# Stated exercise
Print the complete set of entries exactly.

# Entries from a point annotation set

________________

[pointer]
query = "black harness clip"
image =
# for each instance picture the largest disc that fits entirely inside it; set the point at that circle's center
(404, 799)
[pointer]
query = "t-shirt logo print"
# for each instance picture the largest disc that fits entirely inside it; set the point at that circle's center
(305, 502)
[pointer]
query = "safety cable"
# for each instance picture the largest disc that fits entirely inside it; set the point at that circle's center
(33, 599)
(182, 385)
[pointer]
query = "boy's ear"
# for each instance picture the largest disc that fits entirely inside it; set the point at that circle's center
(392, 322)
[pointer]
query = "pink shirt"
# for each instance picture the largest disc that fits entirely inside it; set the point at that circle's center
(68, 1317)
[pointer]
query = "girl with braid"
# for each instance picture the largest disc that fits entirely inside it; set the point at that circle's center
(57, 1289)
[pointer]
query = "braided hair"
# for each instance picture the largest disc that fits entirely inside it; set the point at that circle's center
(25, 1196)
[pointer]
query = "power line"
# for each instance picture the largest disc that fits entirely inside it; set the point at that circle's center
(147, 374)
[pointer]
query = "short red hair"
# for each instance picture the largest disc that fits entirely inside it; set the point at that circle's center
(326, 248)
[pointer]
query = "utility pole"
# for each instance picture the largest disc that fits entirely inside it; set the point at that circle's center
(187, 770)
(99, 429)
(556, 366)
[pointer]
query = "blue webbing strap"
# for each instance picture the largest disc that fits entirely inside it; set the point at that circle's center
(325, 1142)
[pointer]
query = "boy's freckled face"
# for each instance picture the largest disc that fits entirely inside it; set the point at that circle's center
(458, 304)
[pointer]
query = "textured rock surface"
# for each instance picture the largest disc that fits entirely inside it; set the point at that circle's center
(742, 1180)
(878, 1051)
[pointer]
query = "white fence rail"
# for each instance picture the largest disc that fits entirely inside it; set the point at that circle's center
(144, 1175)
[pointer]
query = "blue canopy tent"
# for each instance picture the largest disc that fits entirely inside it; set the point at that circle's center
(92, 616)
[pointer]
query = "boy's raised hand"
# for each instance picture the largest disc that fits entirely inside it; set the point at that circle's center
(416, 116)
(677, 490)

________________

# Written response
[pointer]
query = "black harness clip"
image =
# for each instance picture the largest disc that fits entirely inside it; set the point at that circle's center
(404, 799)
[pointer]
query = "t-shirt logo print"
# for each instance picture the largest disc that fits entirely inside it; set the point at that circle's center
(305, 502)
[pointer]
query = "safety cable"
# for each instance picture the largest disc that fits entirely inside it; set the point at that circle's center
(33, 599)
(182, 385)
[pointer]
query = "boy's ear"
# for each instance picture the largest disc that fits entirely inside it; set the point at that circle's center
(392, 322)
[pointer]
query = "pink shirt"
# for each instance picture the largest disc that fits entirely inside it; set the point at that circle's center
(68, 1317)
[pointer]
query = "girl with braid"
# for each instance picture the largest disc that fits entirely inside it; set the point at that circle's center
(57, 1289)
[pointer]
query = "braided hair"
# for each instance picture the largest disc that fits entirely inside it; set the point at that circle's center
(25, 1196)
[pointer]
query = "power line"
# for each instance picture the largest disc that fits entirely inside it; set the point at that circle's center
(147, 374)
[pointer]
query = "short red hair"
# for each instance picture the largest disc that fits entirely inside it; set the point at that circle's center
(326, 248)
[pointer]
query = "utility pole"
# for each instance picture the largest disc that fits entirely inside it; set the point at that circle's center
(187, 770)
(99, 429)
(556, 366)
[pointer]
query = "blue webbing strap"
# for each instance picture the largest disc that fits entirely inside it; set the point at that circle's center
(325, 1142)
[pointer]
query = "boy's freckled face"
# for each instance picture the largest disc that fits entirely inside it; set the point at that circle's center
(458, 304)
[pointer]
query = "textured rock surface"
# for each instance picture the largest disc that fits entirely inside it; set the point at that circle's center
(742, 1180)
(878, 1051)
[pointer]
query = "white fence rail"
# for each instance picture the largest disc that fits entirely inside it; set the point at that circle's center
(144, 1175)
[pointer]
query = "blue canopy tent"
# for each instance picture the largest disc that fits entirely inside it; set the point at that circle's center
(92, 616)
[pointer]
query = "boy's raised hand"
# for each instance picture the largest disc that fits entirely inside it; set the point at that circle's center
(416, 116)
(677, 490)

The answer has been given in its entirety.